*** DATA FOR THIS TASK ***

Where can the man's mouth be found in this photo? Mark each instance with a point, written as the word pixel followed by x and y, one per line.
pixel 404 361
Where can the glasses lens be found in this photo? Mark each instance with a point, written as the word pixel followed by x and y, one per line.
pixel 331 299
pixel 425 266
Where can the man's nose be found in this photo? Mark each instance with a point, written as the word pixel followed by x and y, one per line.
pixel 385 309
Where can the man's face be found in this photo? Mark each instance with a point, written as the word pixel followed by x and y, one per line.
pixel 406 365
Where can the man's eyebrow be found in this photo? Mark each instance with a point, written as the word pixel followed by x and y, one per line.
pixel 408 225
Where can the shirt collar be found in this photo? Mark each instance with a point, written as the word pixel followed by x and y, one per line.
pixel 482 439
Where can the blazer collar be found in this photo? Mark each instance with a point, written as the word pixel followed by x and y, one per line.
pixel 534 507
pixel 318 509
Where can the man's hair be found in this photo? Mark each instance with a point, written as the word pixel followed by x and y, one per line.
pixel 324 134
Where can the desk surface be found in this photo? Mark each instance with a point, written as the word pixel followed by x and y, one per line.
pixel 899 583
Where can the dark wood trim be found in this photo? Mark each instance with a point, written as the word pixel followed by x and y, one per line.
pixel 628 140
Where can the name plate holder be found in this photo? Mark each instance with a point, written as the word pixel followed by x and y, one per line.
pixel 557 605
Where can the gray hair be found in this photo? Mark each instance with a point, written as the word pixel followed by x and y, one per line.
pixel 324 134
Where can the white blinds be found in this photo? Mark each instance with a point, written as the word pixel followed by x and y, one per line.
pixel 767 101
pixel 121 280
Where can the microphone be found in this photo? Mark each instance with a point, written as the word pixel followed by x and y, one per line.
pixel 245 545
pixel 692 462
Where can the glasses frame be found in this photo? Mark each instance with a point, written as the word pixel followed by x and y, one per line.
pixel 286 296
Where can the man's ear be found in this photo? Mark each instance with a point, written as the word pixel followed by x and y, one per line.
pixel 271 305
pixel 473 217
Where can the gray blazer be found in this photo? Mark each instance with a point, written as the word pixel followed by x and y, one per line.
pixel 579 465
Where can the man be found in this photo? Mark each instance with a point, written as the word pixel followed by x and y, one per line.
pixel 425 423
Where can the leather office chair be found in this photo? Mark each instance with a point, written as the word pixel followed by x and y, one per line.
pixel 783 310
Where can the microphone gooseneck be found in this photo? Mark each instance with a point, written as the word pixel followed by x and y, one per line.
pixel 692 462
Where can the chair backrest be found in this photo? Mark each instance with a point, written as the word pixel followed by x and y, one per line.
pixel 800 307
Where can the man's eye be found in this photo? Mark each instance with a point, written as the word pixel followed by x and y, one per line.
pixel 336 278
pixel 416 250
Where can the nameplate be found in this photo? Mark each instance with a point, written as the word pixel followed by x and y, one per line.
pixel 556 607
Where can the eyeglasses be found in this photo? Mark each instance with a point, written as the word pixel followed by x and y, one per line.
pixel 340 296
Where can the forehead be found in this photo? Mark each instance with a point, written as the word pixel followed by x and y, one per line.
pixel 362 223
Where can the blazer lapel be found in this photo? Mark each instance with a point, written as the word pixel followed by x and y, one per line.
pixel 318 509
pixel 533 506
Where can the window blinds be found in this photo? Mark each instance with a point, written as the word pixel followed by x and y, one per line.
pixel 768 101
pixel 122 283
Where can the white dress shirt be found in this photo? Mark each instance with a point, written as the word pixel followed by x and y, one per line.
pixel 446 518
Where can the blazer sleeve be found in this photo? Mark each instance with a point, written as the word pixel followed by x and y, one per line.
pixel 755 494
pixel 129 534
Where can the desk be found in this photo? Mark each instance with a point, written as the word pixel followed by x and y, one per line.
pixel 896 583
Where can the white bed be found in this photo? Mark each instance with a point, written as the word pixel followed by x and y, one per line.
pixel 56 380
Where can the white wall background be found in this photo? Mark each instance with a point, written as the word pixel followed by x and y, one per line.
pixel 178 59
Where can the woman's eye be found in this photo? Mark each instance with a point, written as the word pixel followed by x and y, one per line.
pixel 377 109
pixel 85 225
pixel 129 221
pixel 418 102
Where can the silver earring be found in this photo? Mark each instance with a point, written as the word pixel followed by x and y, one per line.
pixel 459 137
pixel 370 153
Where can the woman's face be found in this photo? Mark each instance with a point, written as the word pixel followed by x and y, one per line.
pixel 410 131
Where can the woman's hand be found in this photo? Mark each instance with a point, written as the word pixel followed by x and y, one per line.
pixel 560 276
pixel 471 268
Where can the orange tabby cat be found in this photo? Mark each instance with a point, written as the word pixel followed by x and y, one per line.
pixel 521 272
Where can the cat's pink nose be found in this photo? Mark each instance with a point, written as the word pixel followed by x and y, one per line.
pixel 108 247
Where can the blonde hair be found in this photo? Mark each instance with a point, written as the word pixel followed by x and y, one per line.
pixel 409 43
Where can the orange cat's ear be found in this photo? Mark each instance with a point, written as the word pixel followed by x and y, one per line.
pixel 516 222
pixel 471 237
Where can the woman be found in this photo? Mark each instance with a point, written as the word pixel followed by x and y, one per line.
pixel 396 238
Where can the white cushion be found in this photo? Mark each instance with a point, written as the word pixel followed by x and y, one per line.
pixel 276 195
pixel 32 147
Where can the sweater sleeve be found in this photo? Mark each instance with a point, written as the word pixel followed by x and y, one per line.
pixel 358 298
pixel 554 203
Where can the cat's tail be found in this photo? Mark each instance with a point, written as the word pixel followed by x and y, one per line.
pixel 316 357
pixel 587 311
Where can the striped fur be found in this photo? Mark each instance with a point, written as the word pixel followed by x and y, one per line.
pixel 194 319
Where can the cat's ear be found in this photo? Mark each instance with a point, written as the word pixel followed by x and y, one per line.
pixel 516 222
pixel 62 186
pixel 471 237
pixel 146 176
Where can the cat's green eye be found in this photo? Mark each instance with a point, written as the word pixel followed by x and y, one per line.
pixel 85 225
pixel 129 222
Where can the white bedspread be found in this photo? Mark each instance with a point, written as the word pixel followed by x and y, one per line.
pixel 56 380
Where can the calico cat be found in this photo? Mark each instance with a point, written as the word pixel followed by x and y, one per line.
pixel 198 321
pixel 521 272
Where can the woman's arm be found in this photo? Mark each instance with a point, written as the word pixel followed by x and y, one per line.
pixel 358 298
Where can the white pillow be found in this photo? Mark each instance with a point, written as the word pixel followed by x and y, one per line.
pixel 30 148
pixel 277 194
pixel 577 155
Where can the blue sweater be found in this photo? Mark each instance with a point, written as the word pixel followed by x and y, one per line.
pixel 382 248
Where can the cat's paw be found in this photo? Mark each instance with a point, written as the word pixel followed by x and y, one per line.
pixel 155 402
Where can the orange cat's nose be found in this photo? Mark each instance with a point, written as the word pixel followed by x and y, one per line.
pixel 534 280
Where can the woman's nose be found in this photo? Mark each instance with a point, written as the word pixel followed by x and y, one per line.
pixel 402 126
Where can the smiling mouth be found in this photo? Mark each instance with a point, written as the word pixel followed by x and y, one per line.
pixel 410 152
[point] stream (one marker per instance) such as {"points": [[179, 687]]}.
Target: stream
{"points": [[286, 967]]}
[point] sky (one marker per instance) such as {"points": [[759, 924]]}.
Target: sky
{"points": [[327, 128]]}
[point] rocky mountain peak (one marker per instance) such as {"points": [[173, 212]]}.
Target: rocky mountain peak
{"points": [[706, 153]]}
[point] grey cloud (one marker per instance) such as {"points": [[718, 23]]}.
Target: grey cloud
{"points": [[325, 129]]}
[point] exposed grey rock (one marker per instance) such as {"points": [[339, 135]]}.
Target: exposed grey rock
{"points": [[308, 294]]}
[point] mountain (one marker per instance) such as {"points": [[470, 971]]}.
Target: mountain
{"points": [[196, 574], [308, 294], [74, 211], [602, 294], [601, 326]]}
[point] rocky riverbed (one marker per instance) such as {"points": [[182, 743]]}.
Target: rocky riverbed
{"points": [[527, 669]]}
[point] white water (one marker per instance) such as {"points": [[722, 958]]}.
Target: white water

*** End of DATA FOR THIS TASK ***

From the material above, please return each line containing "marker".

* SOLUTION FOR THIS EXERCISE *
[point] stream (one marker per instance) such as {"points": [[179, 687]]}.
[point] sky (one marker per instance) such as {"points": [[759, 924]]}.
[point] rocky mountain peak (one marker per instance) such as {"points": [[173, 212]]}.
[point] grey cloud (one marker per instance) such as {"points": [[718, 23]]}.
[point] exposed grey rock (one marker per instance) such as {"points": [[339, 135]]}.
[point] mountain (one marker per instance) such as {"points": [[470, 971]]}.
[point] rocky riverbed (one marker per instance) such as {"points": [[182, 743]]}.
[point] white water (one marker per instance) such as {"points": [[722, 958]]}.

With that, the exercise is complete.